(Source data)
== Segment start ==

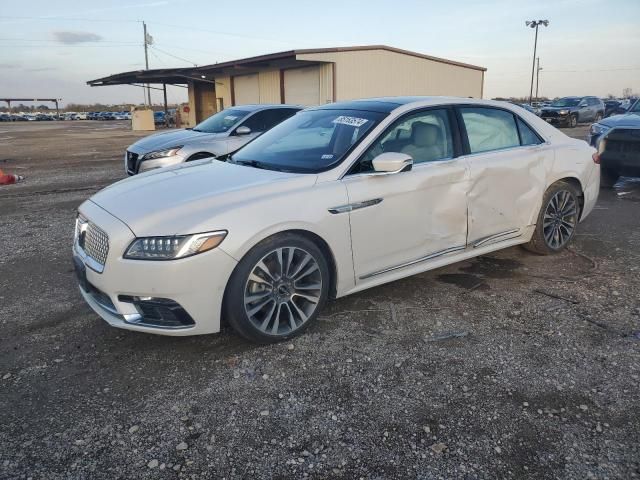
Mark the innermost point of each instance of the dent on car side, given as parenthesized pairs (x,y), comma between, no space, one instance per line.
(489,206)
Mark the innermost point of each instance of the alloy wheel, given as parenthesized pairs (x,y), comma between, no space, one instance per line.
(283,290)
(560,219)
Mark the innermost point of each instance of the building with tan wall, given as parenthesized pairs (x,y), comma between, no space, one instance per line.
(312,77)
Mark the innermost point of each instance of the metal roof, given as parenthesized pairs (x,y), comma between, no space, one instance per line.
(286,59)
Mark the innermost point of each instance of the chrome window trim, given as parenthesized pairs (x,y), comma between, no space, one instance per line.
(414,262)
(414,166)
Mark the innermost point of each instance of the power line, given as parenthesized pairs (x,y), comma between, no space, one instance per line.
(216,32)
(174,56)
(69,46)
(594,70)
(55,41)
(71,19)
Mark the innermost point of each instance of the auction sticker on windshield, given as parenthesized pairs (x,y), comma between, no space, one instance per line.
(352,121)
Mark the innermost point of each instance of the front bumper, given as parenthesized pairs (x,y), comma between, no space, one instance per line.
(556,119)
(195,283)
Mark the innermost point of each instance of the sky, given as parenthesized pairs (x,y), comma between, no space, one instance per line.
(52,48)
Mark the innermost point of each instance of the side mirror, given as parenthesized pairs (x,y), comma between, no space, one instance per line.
(392,162)
(243,130)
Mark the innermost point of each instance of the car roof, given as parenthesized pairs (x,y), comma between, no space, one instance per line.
(389,104)
(262,106)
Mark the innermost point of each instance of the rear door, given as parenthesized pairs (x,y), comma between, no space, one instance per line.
(507,173)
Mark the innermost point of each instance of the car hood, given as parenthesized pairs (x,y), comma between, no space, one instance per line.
(192,197)
(557,109)
(626,120)
(172,139)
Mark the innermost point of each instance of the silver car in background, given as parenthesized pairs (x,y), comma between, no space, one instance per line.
(221,134)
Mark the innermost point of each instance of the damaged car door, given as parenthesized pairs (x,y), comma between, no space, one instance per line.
(507,173)
(418,213)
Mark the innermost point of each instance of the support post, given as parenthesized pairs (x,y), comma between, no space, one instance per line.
(533,66)
(166,109)
(146,61)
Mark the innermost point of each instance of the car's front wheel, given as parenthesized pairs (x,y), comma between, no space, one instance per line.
(277,289)
(557,220)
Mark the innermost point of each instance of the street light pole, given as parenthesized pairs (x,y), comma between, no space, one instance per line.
(538,68)
(534,24)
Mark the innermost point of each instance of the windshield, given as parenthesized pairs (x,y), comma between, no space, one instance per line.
(221,121)
(309,142)
(566,102)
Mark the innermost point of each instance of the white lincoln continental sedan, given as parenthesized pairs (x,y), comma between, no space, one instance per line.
(334,200)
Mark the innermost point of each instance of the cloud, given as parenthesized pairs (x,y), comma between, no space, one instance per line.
(70,38)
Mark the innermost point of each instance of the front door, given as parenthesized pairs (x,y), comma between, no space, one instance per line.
(404,219)
(507,163)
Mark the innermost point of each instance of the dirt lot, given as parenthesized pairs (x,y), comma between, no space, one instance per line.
(508,366)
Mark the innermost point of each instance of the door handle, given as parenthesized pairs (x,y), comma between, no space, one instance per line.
(355,206)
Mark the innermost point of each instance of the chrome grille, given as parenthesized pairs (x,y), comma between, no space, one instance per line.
(96,244)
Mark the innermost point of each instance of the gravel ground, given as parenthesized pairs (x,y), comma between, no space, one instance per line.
(507,366)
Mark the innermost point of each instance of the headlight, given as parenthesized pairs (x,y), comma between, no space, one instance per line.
(597,129)
(177,246)
(169,152)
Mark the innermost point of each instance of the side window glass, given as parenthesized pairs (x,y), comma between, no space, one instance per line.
(426,136)
(258,122)
(490,129)
(527,136)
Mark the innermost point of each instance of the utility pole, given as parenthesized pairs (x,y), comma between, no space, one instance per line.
(538,68)
(146,59)
(534,24)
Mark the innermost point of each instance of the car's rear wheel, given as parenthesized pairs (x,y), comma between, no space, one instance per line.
(277,289)
(557,220)
(608,177)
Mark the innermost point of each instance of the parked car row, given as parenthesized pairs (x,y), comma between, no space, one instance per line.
(569,111)
(29,117)
(617,139)
(109,116)
(328,201)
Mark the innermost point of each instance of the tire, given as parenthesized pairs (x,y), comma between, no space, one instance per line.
(608,177)
(557,221)
(277,289)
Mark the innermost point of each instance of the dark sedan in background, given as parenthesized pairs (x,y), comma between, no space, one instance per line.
(617,139)
(569,111)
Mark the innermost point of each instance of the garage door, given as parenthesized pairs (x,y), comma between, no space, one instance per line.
(246,89)
(302,86)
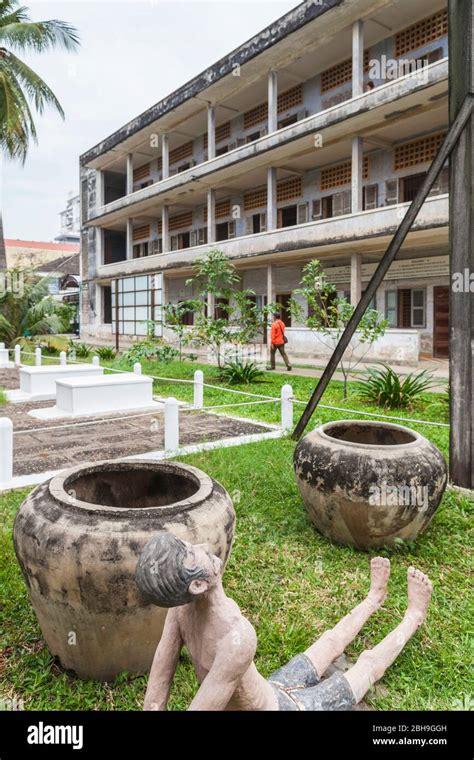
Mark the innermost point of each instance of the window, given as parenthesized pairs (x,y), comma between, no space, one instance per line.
(106,305)
(418,308)
(406,307)
(421,33)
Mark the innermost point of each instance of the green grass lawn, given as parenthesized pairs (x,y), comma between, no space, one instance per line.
(289,581)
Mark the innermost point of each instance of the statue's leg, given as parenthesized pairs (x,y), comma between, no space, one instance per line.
(373,663)
(332,643)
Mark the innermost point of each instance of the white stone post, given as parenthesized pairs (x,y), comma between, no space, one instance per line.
(6,450)
(198,389)
(287,407)
(171,424)
(165,157)
(272,101)
(129,173)
(357,58)
(356,278)
(211,216)
(356,176)
(211,132)
(272,215)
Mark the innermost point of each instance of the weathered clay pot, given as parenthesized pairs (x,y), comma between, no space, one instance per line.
(78,538)
(367,483)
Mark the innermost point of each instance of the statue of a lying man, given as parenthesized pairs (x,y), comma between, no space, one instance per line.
(221,641)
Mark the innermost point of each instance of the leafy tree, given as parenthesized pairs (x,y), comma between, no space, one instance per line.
(29,315)
(328,316)
(239,320)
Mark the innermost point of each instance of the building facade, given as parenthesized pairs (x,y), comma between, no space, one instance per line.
(309,141)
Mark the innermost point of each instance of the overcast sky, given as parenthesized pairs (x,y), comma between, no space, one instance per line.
(133,53)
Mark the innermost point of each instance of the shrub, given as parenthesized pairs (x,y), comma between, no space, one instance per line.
(107,353)
(238,372)
(151,350)
(81,350)
(386,388)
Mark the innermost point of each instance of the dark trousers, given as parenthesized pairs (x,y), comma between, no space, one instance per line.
(282,351)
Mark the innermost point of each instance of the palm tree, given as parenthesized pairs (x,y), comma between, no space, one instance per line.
(28,314)
(20,86)
(21,89)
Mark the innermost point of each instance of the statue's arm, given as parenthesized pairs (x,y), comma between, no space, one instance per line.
(164,665)
(234,657)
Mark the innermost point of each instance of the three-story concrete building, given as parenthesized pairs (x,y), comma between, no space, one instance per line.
(308,141)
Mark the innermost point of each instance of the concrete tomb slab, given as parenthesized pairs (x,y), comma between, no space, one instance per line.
(39,383)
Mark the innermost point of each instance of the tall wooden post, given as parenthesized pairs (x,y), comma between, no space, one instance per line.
(461,306)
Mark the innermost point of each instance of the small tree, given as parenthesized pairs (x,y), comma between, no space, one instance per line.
(240,321)
(328,316)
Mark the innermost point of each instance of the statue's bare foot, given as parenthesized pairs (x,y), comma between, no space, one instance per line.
(379,575)
(420,589)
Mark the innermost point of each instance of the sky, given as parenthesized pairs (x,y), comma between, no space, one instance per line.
(132,54)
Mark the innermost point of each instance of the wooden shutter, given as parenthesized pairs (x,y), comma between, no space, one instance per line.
(391,191)
(302,213)
(370,197)
(317,209)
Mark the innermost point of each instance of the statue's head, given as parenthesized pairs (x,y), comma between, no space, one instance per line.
(171,572)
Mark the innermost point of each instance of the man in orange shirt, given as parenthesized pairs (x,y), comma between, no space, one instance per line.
(277,341)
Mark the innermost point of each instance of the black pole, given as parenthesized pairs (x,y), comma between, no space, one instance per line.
(396,243)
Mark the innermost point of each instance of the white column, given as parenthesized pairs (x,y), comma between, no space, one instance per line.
(272,101)
(6,450)
(357,58)
(198,389)
(211,132)
(211,216)
(165,229)
(171,424)
(129,173)
(287,407)
(356,278)
(129,238)
(271,284)
(165,155)
(357,167)
(271,199)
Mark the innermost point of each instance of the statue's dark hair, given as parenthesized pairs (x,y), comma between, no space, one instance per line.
(161,575)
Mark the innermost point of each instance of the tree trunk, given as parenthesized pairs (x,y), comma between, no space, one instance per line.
(3,254)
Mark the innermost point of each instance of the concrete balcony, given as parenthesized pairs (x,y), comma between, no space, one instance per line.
(392,102)
(367,231)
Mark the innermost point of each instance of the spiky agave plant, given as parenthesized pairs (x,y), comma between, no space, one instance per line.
(29,315)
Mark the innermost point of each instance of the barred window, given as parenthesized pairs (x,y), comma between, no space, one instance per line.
(421,33)
(341,174)
(181,220)
(255,115)
(340,73)
(141,172)
(222,209)
(290,98)
(255,199)
(142,232)
(290,188)
(416,152)
(184,151)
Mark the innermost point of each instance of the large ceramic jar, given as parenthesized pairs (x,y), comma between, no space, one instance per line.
(367,484)
(78,538)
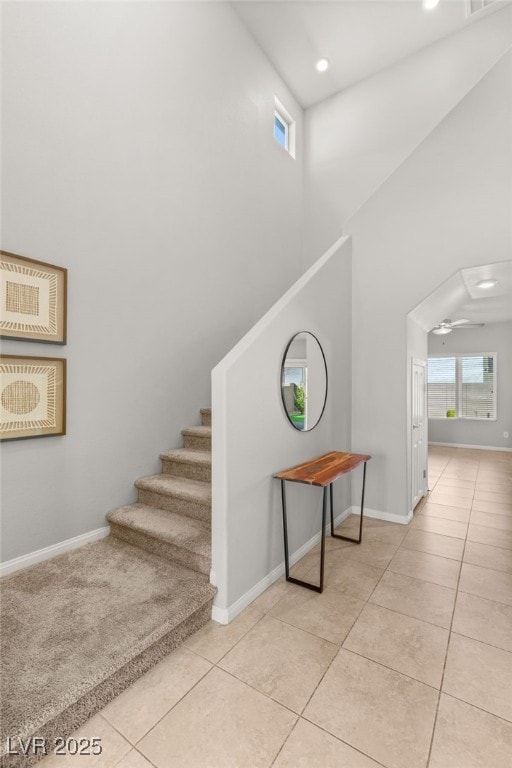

== Segment end ==

[ASSIGNMENT]: Take the line that holds "concrete balcony, given" as the start and the last line of the data as the end. Copy only those lines exactly, both ends included, except the pictures.

[TASK SOLUTION]:
Mark the innermost point of each instance of the concrete balcony, given as parenthesized pairs (x,y), comma between, no space, one instance per line.
(392,102)
(367,231)
Mark the innermost point of each instance of the spiky agave plant, given as parenthesized pairs (x,y), comma between, no space, one instance per line.
(29,315)
Mark the innermost point of each instance of the barred window, given as parenthesized pairs (x,y), comma between, no space, one instance per line.
(421,33)
(341,174)
(181,220)
(255,115)
(340,73)
(141,172)
(222,209)
(290,98)
(255,199)
(142,232)
(290,188)
(416,152)
(184,151)
Mark the innermost point of each instance of the large ceramic jar, given as parenthesized pairs (x,y), comma between, no space, one instance per line.
(367,484)
(78,538)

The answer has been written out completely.